EXERCISE INPUT
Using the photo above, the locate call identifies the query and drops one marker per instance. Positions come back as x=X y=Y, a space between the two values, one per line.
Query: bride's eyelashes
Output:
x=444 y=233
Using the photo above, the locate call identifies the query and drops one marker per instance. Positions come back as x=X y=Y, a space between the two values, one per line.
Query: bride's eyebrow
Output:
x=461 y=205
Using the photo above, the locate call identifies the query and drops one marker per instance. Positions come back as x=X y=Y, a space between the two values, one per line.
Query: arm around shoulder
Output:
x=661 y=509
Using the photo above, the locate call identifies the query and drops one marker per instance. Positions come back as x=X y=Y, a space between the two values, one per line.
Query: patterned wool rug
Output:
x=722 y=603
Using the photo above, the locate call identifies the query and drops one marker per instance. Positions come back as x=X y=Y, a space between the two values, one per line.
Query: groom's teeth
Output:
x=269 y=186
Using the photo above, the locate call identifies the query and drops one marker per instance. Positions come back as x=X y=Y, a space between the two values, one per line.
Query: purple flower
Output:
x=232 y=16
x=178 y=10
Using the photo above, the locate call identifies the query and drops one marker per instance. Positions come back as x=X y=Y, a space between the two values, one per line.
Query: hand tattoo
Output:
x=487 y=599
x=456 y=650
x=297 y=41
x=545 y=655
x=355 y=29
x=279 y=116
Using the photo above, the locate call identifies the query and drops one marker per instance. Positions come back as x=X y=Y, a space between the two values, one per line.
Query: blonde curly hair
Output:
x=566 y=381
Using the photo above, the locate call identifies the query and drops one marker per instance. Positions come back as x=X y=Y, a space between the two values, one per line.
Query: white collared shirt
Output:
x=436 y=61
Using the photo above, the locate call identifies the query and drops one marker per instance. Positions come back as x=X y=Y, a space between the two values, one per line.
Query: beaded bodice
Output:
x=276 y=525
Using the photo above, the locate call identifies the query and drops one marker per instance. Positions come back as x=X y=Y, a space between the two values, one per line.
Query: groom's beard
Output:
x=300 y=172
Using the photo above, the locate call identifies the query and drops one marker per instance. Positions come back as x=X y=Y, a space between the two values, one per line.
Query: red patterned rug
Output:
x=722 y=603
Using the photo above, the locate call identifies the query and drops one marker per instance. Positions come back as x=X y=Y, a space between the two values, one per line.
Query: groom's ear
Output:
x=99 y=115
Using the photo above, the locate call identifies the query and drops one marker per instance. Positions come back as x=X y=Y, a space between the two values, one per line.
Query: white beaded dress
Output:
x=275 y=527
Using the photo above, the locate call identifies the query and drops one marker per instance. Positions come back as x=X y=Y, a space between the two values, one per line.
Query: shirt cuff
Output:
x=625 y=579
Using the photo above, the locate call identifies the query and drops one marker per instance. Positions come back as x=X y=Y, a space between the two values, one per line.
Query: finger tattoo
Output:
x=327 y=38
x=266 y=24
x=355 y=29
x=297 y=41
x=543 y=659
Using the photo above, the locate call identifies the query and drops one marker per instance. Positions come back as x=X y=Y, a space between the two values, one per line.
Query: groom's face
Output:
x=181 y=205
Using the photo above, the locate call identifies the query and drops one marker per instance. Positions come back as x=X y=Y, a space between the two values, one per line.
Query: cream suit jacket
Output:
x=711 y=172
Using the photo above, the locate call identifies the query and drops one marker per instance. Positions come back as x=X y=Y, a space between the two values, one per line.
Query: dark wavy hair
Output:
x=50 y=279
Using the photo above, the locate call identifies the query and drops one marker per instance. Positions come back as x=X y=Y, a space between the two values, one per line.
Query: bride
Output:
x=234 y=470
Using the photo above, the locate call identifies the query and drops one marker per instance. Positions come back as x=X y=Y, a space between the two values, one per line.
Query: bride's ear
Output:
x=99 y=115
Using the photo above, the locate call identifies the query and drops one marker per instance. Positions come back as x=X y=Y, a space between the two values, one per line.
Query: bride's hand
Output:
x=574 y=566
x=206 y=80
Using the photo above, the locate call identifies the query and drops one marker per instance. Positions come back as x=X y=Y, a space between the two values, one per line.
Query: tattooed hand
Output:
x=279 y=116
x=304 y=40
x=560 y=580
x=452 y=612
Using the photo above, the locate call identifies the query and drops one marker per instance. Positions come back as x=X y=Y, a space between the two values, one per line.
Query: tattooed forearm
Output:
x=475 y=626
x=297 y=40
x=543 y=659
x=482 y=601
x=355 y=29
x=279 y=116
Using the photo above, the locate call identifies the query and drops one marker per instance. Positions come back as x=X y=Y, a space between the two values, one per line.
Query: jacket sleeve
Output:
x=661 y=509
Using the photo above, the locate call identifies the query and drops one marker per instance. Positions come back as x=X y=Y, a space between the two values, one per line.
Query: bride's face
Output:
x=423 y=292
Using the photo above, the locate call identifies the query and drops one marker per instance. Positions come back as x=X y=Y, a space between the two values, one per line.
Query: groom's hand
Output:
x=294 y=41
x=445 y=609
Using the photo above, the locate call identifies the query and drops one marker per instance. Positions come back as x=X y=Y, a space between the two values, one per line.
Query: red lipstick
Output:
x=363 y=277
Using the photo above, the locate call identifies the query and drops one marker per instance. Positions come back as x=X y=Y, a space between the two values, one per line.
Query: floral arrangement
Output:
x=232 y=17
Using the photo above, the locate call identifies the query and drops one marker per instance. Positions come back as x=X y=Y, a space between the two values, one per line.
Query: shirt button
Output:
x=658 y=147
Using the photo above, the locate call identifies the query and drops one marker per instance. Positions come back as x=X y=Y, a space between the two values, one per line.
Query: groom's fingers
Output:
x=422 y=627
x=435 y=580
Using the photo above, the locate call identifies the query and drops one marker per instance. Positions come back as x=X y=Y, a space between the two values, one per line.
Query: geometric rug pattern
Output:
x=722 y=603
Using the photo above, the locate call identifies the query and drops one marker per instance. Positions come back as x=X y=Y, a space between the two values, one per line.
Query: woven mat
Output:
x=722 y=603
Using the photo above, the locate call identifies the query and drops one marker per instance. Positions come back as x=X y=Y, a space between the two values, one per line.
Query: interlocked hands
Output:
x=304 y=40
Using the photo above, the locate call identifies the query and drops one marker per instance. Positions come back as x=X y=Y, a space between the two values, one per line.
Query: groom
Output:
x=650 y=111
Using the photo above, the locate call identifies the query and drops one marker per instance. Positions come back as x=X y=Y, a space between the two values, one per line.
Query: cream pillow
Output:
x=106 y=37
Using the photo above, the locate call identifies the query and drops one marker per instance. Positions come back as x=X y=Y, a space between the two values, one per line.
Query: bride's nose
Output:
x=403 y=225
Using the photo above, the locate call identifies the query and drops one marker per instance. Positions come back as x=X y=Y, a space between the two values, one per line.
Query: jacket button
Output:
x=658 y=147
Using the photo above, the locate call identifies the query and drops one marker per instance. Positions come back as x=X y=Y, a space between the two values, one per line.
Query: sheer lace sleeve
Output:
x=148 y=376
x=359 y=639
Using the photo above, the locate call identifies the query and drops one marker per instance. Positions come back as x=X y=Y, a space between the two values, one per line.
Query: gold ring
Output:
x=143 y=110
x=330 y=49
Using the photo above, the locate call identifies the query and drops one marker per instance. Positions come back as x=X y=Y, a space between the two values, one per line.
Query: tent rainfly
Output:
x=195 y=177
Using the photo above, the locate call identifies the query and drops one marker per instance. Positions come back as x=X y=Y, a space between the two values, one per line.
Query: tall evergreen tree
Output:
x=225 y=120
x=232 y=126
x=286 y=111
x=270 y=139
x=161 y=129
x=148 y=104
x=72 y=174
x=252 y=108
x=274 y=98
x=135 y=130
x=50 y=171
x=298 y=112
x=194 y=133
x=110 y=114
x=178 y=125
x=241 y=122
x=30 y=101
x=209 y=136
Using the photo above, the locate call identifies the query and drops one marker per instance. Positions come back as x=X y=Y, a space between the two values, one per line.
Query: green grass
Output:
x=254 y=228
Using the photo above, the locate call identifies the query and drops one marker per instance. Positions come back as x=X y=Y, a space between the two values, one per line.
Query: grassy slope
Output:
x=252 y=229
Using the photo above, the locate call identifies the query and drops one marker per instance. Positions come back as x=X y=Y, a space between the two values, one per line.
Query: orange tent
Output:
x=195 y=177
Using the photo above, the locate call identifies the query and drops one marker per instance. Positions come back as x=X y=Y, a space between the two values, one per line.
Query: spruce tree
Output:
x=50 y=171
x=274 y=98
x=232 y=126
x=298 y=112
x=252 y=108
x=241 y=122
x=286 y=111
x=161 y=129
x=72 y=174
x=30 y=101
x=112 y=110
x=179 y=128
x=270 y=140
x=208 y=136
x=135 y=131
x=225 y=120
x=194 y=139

HOW TO COMPLETE THIS TASK
Copy, from the material above, each line in which the string "face" occurs.

OUTPUT
Query: groom's face
Query: bride's face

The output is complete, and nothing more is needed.